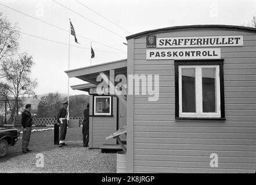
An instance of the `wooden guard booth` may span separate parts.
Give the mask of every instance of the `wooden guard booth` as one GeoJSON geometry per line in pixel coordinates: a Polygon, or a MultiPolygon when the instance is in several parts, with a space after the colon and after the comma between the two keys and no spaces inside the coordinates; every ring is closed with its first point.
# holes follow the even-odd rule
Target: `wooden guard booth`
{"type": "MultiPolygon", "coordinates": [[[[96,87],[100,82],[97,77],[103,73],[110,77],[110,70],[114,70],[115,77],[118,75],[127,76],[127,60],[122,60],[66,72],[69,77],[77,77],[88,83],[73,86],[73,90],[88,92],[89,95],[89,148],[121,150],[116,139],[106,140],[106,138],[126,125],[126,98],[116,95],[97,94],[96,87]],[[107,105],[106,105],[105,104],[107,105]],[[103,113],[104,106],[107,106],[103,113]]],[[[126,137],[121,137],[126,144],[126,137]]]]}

* * *

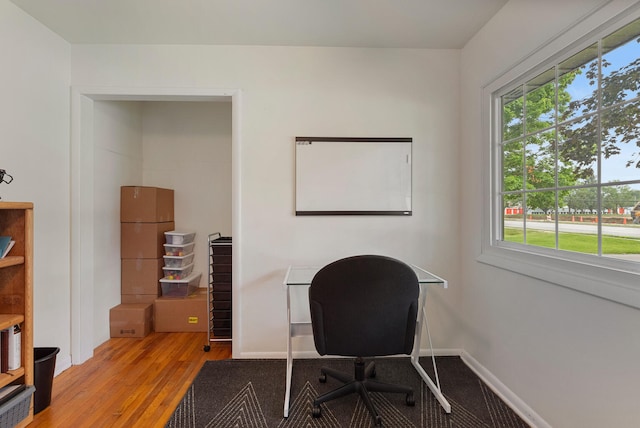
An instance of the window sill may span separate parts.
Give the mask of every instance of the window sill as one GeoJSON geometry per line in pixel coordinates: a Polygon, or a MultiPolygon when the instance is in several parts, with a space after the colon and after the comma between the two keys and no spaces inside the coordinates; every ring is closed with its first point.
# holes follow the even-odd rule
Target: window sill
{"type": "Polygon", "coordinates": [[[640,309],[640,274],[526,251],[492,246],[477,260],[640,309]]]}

==

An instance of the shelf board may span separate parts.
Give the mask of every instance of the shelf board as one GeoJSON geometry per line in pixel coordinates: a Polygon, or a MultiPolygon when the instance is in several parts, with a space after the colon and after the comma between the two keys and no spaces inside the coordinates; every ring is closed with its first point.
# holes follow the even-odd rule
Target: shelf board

*Given instruction:* Reproduce the material starting at the line that has "An instance of the window" and stopping after the line that has "Target: window sill", with "window sill" renamed to "window ledge" everywhere it occurs and nothing else changed.

*Exercise output:*
An instance of the window ledge may span separate parts.
Give the mask of every instance of the window ledge as one GeoJSON geometry per line in pixel coordinates: a Polygon, or a MultiPolygon when the instance is in several parts, with a space after the colon and after the comma between the two keys and no spaces inside the coordinates; every ring is closed with its first point.
# holes follow the even-odd rule
Target: window ledge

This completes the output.